DATA SHOWN |
»»

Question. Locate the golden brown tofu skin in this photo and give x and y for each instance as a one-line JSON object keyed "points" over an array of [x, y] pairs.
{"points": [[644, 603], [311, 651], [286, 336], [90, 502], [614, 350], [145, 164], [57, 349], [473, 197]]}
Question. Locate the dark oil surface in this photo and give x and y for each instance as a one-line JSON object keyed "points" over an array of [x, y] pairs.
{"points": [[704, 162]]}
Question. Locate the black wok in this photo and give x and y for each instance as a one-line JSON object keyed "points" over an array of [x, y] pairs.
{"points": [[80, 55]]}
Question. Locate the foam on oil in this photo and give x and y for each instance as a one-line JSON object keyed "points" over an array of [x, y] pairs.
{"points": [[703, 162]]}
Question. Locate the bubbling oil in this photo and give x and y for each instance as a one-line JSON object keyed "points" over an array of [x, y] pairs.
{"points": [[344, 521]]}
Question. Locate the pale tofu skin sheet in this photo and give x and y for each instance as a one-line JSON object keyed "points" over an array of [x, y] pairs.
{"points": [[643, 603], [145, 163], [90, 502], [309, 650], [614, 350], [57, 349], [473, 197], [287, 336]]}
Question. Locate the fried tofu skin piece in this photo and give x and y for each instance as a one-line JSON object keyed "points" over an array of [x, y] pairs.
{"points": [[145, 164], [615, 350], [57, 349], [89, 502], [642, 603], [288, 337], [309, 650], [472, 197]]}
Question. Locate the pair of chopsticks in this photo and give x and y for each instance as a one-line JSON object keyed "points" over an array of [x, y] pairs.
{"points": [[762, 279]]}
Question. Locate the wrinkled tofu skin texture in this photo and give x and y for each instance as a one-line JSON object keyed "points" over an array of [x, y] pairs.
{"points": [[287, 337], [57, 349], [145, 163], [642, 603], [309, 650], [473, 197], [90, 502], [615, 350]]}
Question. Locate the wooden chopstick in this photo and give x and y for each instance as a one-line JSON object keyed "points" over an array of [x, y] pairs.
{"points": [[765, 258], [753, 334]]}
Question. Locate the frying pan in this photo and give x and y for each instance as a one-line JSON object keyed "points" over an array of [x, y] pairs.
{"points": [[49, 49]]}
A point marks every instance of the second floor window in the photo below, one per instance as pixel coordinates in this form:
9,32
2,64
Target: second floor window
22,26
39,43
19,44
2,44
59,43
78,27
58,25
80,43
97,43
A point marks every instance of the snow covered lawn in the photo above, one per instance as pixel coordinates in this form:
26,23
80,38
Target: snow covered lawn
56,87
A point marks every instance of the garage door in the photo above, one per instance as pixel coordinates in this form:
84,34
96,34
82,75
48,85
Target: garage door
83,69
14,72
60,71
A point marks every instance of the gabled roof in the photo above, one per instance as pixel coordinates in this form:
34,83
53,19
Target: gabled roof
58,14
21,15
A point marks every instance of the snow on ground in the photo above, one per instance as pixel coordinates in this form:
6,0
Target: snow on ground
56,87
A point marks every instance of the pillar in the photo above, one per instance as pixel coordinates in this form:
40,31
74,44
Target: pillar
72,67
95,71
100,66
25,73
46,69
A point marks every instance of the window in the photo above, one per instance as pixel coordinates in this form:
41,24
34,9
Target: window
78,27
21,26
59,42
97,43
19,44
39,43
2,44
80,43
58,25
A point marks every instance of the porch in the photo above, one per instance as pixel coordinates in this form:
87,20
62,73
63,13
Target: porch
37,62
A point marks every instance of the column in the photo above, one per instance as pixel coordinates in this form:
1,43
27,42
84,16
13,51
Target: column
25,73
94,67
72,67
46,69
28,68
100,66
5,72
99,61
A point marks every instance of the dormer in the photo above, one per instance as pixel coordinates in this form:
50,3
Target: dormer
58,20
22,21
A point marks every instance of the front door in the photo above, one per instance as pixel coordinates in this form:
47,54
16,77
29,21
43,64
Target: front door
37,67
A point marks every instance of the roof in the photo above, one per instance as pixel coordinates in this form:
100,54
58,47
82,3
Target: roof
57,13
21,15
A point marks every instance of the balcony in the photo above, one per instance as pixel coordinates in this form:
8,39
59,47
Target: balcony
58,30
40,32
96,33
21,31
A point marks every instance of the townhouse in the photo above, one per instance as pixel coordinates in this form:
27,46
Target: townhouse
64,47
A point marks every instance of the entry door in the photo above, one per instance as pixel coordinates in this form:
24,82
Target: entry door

««

TASK DETAILS |
Search the entries above for the string "entry", and report each line where it occurs.

REPLY |
A point marks every instance of the entry door in the photo above, one per instance as pixel coordinates in this form:
Target: entry door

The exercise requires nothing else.